§ WHAT YOU ARE ASKED TO DO: Write out the material below again word for word, leaving out the pictures.

[Begin SUPPLIED MATERIAL]

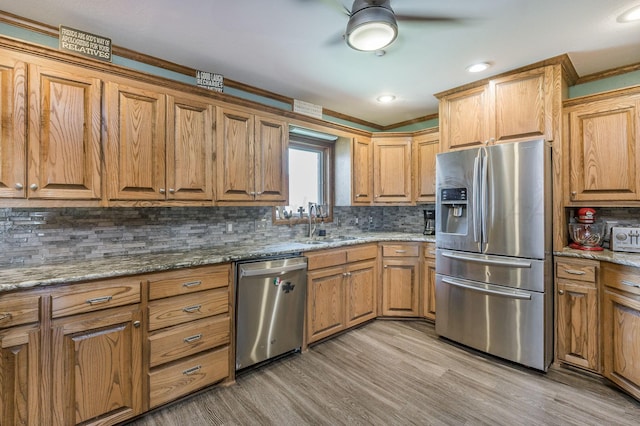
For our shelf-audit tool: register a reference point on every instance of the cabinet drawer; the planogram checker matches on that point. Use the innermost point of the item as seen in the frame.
(94, 296)
(625, 278)
(175, 380)
(364, 252)
(325, 258)
(400, 250)
(180, 309)
(188, 339)
(16, 309)
(576, 271)
(187, 281)
(430, 251)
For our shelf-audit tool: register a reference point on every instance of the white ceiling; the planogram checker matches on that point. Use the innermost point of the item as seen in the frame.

[End SUPPLIED MATERIAL]

§ SOLUTION TO THIS TASK:
For our shelf-audit tool: register a reference point on every instance of the cabinet drawer; the planogram checker matches on that point. Use the innermost point of the item as seen in the frame.
(94, 296)
(625, 278)
(175, 380)
(364, 252)
(325, 258)
(400, 250)
(180, 309)
(188, 339)
(16, 309)
(576, 271)
(187, 281)
(430, 251)
For our shelf-audit tool: register a reference point on every instance of the white ceiling; the planogram checker matches on that point. Use the innermost point of the item as seen in the frame.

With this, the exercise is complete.